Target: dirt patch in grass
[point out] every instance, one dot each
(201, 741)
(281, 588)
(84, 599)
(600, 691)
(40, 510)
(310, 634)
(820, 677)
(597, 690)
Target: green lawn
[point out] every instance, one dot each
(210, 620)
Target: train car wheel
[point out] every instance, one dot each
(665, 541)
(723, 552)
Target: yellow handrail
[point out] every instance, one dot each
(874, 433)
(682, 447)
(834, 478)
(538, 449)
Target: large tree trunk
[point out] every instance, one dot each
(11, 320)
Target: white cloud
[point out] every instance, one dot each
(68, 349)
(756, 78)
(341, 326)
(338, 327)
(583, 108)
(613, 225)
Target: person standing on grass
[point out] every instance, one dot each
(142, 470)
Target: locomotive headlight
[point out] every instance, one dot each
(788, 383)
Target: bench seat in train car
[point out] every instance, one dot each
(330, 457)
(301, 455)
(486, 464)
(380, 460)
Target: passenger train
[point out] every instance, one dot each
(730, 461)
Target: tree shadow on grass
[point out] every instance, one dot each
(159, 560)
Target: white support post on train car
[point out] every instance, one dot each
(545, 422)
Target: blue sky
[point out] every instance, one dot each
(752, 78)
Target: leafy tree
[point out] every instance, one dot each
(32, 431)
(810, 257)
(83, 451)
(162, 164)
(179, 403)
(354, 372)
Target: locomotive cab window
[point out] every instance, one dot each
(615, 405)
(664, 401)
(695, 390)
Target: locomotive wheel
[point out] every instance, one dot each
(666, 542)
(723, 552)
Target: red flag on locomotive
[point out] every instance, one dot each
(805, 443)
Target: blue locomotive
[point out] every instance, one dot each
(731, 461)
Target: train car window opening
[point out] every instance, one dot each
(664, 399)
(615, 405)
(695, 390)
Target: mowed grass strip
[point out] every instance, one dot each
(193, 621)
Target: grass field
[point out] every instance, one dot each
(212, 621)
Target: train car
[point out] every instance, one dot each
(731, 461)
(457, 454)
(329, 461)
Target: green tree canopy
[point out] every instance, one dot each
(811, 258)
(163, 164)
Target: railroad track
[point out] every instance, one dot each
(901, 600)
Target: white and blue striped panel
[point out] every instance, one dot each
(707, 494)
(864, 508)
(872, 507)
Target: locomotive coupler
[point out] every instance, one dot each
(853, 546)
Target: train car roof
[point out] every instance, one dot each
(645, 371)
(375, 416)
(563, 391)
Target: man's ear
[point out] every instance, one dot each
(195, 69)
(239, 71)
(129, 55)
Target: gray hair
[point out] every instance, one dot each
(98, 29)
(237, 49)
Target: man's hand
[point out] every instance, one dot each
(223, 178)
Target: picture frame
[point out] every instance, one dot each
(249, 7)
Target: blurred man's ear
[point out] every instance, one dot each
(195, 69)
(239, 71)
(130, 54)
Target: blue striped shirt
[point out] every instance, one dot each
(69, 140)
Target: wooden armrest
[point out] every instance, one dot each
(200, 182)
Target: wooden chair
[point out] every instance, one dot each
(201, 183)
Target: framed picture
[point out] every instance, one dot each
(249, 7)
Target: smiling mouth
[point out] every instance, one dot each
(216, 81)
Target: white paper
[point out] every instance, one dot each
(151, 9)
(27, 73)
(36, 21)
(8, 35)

===

Render every line of the material above as a JSON list of strings, one string per line, and leave out blank lines.

» Answer to the task:
[
  "Target: dirt patch in grass",
  "[point out] every instance, one dot each",
  "(201, 741)",
  "(281, 588)",
  "(84, 599)",
  "(600, 691)",
  "(40, 510)",
  "(310, 634)",
  "(820, 677)",
  "(597, 690)",
  "Target: green lawn",
  "[point out] every instance, one dot each",
  "(210, 620)",
  "Target: train car wheel",
  "[point out] every instance, one dot each",
  "(665, 541)",
  "(723, 552)",
  "Target: yellow handrail",
  "[point out] every instance, one dot each",
  "(874, 433)",
  "(682, 447)",
  "(834, 478)",
  "(538, 449)",
  "Target: large tree trunk",
  "[point out] every instance, one dot each",
  "(11, 320)",
  "Target: white cloud",
  "[point out] every instance, one dot each",
  "(68, 349)",
  "(756, 78)",
  "(341, 326)",
  "(338, 327)",
  "(583, 108)",
  "(613, 225)",
  "Target: person standing on grass",
  "[point out] every instance, one dot each",
  "(142, 470)",
  "Target: locomotive headlight",
  "[point out] every instance, one dot each",
  "(788, 383)",
  "Target: bench seat in train car",
  "[point out] every instance, one dot each",
  "(330, 457)",
  "(301, 455)",
  "(486, 464)",
  "(380, 460)",
  "Target: passenger train",
  "[point out] every instance, one dot each",
  "(730, 461)",
  "Target: tree shadow on grass",
  "[point out] every instance, one dot each",
  "(159, 560)",
  "Target: white support post on train car",
  "[point out] every instance, one dot each",
  "(545, 422)",
  "Target: blue sky",
  "[point out] every instance, one dot each",
  "(752, 78)",
  "Target: leafy tree",
  "[point out] every instance, one dot each",
  "(32, 431)",
  "(810, 257)",
  "(83, 451)",
  "(162, 164)",
  "(179, 403)",
  "(354, 372)",
  "Target: locomotive cab window",
  "[point out] every instance, one dot each",
  "(615, 405)",
  "(664, 401)",
  "(695, 390)",
  "Target: locomotive wheel",
  "[point out] every instance, one dot each",
  "(666, 542)",
  "(723, 552)",
  "Target: red flag on locomotive",
  "[point out] every instance, one dot each",
  "(805, 443)",
  "Target: blue locomotive",
  "[point out] every instance, one dot each",
  "(731, 461)",
  "Target: train car window opening",
  "[point out] every instance, one dot each",
  "(664, 399)",
  "(615, 405)",
  "(695, 390)",
  "Target: mowed grass strip",
  "[point out] every instance, one dot each",
  "(193, 621)",
  "Target: grass field",
  "[point out] every instance, one dot each",
  "(212, 621)",
  "Target: train car",
  "[point out] every instance, one dot each",
  "(731, 461)",
  "(457, 454)",
  "(329, 461)",
  "Target: green tree canopy",
  "[point out] every instance, one dot each",
  "(811, 258)",
  "(163, 164)",
  "Target: railroad track",
  "[point out] every instance, one dot each",
  "(901, 600)",
  "Target: white and blue striped panel",
  "[point out] every instance, one dot each",
  "(707, 494)",
  "(864, 508)",
  "(872, 507)",
  "Target: locomotive coupler",
  "[point out] every instance, one dot each",
  "(853, 546)",
  "Target: train car roof",
  "[point out] every instance, one dot each",
  "(645, 371)",
  "(375, 416)",
  "(563, 391)",
  "Target: man's ear",
  "[point out] every instance, one dot each",
  "(195, 69)",
  "(239, 71)",
  "(129, 55)",
  "Target: gray hair",
  "[point out] every instance, one dot each",
  "(98, 29)",
  "(237, 49)",
  "Target: man's hand",
  "[point out] every instance, one dot each",
  "(223, 178)",
  "Target: picture frame",
  "[point out] every instance, one dot each",
  "(249, 7)",
  "Target: blurred man's ear",
  "[point out] every instance, one dot each",
  "(195, 69)",
  "(239, 71)",
  "(130, 54)",
  "Target: blue striped shirt",
  "[point out] every instance, one dot each",
  "(69, 140)",
  "Target: wooden armrest",
  "[point out] every instance, one dot each",
  "(200, 182)",
  "Target: wooden chair",
  "[point out] every instance, one dot each",
  "(201, 183)",
  "Target: framed picture",
  "[point out] every instance, one dot each",
  "(249, 7)",
  "Target: smiling mouth",
  "[point out] every instance, one dot each",
  "(216, 81)",
  "Target: white paper",
  "[point out] every instance, one dot each",
  "(151, 9)",
  "(27, 73)",
  "(36, 21)",
  "(8, 35)"
]